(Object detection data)
++++

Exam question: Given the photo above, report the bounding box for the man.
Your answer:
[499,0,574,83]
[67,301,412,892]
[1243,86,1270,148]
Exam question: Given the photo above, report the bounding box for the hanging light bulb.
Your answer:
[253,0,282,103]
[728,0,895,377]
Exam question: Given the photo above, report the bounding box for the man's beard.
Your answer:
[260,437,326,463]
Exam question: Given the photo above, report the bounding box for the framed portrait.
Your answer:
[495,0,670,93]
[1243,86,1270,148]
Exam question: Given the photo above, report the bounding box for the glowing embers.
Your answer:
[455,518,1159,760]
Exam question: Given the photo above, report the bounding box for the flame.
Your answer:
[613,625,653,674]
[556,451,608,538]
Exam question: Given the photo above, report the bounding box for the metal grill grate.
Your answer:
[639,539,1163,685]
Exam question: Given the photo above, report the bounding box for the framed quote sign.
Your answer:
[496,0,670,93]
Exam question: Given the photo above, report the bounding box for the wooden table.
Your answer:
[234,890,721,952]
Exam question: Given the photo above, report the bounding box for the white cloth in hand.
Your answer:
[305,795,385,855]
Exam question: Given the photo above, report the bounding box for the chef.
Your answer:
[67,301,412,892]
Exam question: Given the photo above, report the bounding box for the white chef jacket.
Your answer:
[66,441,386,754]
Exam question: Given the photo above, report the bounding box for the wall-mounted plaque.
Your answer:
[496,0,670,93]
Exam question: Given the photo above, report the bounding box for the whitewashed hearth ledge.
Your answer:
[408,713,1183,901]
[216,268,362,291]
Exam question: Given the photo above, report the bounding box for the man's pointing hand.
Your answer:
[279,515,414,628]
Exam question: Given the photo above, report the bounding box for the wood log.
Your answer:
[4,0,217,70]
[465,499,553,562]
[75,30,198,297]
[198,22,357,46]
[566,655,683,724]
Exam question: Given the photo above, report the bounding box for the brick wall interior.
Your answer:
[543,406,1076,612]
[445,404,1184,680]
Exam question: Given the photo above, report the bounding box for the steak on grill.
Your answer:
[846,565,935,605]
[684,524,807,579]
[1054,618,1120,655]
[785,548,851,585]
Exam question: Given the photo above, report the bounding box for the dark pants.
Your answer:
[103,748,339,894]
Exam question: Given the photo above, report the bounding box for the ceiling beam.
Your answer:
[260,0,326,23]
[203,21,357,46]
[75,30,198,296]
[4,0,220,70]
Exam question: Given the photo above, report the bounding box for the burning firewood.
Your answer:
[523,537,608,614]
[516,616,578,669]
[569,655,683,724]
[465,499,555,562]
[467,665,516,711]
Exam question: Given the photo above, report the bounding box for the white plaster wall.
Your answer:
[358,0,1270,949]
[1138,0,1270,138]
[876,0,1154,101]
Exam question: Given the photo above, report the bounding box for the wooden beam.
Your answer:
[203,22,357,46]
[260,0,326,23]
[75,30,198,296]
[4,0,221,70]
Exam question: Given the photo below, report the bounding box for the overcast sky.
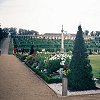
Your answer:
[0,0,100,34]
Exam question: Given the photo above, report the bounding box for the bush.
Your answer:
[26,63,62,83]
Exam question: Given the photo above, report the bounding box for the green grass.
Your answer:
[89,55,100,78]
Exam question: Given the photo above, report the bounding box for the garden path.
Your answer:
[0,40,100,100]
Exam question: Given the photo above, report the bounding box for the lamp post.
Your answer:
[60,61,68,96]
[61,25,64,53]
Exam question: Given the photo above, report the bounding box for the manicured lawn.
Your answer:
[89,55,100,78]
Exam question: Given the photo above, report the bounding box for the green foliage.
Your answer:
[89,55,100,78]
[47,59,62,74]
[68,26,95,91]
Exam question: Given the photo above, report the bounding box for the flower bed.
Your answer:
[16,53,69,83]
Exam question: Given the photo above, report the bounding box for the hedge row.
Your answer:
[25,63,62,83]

++++

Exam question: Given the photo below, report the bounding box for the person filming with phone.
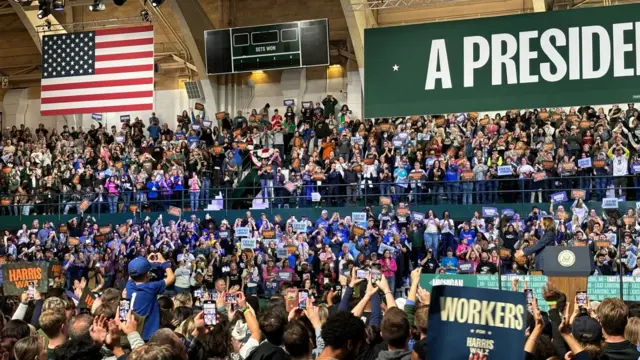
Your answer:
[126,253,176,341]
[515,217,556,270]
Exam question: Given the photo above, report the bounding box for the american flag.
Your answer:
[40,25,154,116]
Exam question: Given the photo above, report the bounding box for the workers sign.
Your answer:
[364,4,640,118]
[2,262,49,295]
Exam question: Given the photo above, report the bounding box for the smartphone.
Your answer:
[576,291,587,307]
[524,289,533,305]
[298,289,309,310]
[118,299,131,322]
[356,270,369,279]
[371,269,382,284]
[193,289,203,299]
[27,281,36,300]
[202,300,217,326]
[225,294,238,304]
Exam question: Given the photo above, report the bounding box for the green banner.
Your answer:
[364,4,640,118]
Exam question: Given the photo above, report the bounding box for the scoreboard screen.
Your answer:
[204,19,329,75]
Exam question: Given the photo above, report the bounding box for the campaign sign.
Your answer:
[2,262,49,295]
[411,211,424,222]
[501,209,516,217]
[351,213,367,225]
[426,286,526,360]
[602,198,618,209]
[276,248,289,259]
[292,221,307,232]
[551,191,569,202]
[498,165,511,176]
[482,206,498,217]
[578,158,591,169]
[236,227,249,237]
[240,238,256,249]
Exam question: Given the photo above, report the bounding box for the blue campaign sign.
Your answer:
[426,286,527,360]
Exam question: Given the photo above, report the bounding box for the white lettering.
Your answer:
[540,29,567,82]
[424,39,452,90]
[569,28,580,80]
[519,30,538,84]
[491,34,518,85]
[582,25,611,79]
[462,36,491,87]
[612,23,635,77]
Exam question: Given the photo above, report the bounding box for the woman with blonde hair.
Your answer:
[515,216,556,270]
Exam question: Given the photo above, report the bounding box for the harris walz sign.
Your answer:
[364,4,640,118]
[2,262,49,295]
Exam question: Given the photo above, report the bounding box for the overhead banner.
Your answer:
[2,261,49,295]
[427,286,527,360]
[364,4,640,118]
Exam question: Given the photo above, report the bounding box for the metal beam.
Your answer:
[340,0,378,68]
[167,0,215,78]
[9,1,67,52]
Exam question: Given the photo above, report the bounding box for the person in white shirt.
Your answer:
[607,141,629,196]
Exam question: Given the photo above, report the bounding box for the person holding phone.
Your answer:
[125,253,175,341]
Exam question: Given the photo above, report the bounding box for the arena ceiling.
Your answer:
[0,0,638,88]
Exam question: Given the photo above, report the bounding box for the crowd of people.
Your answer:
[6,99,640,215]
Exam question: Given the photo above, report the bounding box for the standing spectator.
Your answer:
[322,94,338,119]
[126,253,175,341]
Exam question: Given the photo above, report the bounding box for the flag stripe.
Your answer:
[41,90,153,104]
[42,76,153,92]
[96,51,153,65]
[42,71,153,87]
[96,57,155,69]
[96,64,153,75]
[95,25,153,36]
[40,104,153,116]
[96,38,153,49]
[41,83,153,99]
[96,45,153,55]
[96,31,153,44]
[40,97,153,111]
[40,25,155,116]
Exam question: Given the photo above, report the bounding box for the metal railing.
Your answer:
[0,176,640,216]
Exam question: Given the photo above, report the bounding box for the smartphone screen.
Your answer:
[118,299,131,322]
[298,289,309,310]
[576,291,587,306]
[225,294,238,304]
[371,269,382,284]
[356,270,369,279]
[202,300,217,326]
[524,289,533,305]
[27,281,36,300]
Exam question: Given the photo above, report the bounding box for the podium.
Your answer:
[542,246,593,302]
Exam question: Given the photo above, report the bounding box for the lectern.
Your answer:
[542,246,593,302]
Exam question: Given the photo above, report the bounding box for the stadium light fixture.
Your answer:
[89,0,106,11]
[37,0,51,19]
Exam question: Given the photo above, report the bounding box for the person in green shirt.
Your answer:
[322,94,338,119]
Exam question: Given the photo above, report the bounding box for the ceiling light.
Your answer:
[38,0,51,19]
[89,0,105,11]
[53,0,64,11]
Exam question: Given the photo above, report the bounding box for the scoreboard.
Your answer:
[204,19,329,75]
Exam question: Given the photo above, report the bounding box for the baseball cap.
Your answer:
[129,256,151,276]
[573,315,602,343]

++++

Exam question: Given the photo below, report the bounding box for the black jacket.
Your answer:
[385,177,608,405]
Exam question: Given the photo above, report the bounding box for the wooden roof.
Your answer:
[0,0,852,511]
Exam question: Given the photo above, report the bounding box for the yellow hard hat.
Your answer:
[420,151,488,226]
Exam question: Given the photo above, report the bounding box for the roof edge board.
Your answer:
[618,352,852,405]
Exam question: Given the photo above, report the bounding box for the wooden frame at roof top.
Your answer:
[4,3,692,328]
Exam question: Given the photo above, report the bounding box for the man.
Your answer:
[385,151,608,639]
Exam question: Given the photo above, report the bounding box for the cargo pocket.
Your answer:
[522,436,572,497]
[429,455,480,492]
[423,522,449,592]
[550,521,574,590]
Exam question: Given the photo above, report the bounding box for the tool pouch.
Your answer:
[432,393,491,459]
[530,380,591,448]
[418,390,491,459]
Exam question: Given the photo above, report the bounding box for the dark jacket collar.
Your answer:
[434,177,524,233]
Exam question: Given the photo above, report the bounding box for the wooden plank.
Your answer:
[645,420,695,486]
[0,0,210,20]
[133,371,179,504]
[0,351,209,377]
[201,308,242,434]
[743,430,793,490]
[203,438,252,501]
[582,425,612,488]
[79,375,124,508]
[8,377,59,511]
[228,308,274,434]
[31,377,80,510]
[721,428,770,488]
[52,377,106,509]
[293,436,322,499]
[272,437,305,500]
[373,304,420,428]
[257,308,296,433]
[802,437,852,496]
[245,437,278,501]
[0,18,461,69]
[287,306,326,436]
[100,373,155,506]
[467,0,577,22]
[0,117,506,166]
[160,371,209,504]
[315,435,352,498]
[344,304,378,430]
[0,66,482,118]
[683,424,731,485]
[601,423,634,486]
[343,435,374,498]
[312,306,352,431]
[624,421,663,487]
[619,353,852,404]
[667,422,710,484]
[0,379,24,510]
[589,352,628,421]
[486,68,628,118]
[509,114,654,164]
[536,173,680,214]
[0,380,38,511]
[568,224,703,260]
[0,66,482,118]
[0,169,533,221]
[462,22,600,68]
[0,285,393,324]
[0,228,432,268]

++++

- Your instructions -
Give everything from the line containing "man's pointing hand." down to the line containing "[785,548,851,585]" as a Markdown table with the columns No. and Line, numbering the rows and leaving out any blank lines.

- Result for this exercise -
| No. | Line |
|---|---|
| 1 | Exam question: Given the photo above, report the bounding box for the man's pointing hand. |
| 2 | Your answer: |
| 3 | [279,515,414,628] |
| 4 | Exam question: Given the photo above, report the bounding box for the wood log. |
| 5 | Your answer: |
| 6 | [4,0,217,70] |
| 7 | [465,499,553,562] |
| 8 | [75,30,198,297] |
| 9 | [198,22,357,46] |
| 10 | [566,655,683,724] |
| 11 | Exam question: Given the photo above, report the bounding box for the brick wall interior. |
| 12 | Your answer: |
| 13 | [543,406,1076,612] |
| 14 | [445,404,1184,680] |
| 15 | Exam question: Given the photo above, report the bounding box for the steak on grill. |
| 16 | Your answer: |
| 17 | [846,565,935,605] |
| 18 | [684,524,807,579] |
| 19 | [1054,618,1120,655] |
| 20 | [785,548,851,585] |